DEVOTEE OF THE VIRGIN MARY
It is mentioned in the poem that Sir Gawain had the Virgin Mary painted on the inside of his shield - And wherever this man found himself in battle, his earnest intent was on this, above all else: that he should get all his fortitude from the five joys that the gracious Queen of Heaven had in her Child. (For this reason the knight had her image fittingly painted on the inner side of his shield, so that when he glanced at it his courage never diminished.)
In a painting by Benjamin West Sir John Chandos is shown holding a shield with the Virgin Mary upon it.
The composition shows Edward, The Black Prince, receiving King John of France after the Battle of Poitiers. It was painted in 1788 for George III, to be hung in the Audience Chamber at Windsor Castle.
See this link: https://www.royalcollection.org.uk/eGallery/object.asp?category=276&object=407522&row=1382&detail=magnify
Description of the detail shown above - The principal figures is the PRINCE OF WALES: upon his helmet a plume of Ostrich feathers in a coronet, which was worn by the King of Bohemia in the battle of Cressy. JOHN LORD CHANDOS: his crest on his helmet, which is a Saracen's head proper, in profile bended sable: his shield Azure; on it the Virgin Mary Or, encompassed with the rays of the sun Argent.

[GIVEN INSTRUCTION 1] According to the Virgin Mary text, where was Benjamin West's painting meant to hang?
[GIVEN INSTRUCTION 2] Summarize the Virgin Mary text in two sentences.
[GIVEN INSTRUCTION 3] List every king mentioned in the Virgin Mary text.

[GIVEN MATERIAL]
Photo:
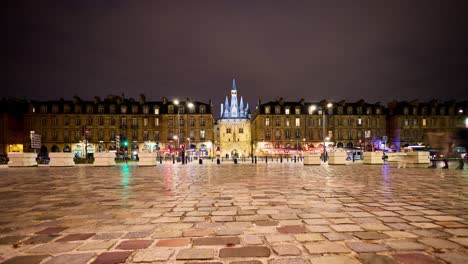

[CORRECT RESPONSE 1] In the Audience Chamber at Windsor Castle.

[CORRECT RESPONSE 2] Sir Gawain had the Virgin Mary painted on the inner side of his shield so that his courage would never diminish when he glanced at it. A 1788 painting by Benjamin West shows Edward, the Black Prince, receiving King John of France after the Battle of Poitiers, and in it Sir John Chandos holds a shield bearing the Virgin Mary.

[CORRECT RESPONSE 3] King John of France, George III, the King of Bohemia